What you will do = Select from the material below every line containing the word "telephone", and reproduce each such line verbatim.
________________________
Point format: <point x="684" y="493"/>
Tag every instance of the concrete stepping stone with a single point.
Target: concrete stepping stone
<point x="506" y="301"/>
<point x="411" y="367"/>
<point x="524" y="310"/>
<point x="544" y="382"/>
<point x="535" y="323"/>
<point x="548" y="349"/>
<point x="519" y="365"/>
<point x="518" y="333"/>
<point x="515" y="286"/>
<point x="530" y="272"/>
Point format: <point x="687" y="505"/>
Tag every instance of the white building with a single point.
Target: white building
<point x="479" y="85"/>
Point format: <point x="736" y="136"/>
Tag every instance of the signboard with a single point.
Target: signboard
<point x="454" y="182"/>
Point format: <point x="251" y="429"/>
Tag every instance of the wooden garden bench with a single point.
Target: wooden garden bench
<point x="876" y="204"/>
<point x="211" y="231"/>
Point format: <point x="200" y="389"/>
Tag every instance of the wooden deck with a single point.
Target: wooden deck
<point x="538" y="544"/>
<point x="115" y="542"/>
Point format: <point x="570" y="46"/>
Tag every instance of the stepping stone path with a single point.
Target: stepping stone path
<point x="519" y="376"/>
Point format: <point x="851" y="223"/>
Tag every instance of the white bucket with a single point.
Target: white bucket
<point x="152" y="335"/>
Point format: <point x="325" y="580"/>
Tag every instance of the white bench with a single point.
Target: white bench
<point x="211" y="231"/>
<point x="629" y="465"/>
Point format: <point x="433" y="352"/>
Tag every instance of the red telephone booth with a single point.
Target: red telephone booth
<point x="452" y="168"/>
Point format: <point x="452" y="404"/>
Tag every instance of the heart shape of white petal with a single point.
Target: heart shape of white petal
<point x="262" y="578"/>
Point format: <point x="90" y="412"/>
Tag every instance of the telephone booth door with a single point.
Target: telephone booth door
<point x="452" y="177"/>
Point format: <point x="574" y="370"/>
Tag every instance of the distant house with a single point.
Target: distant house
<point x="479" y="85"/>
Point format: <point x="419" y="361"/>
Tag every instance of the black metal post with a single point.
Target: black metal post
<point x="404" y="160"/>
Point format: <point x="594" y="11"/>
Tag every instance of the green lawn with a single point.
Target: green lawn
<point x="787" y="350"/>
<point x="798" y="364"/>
________________________
Exercise response =
Tag every instance of the red telephone booth with a single point.
Target: red telephone booth
Tag every instance of the telephone booth door with a single point.
Target: telephone booth door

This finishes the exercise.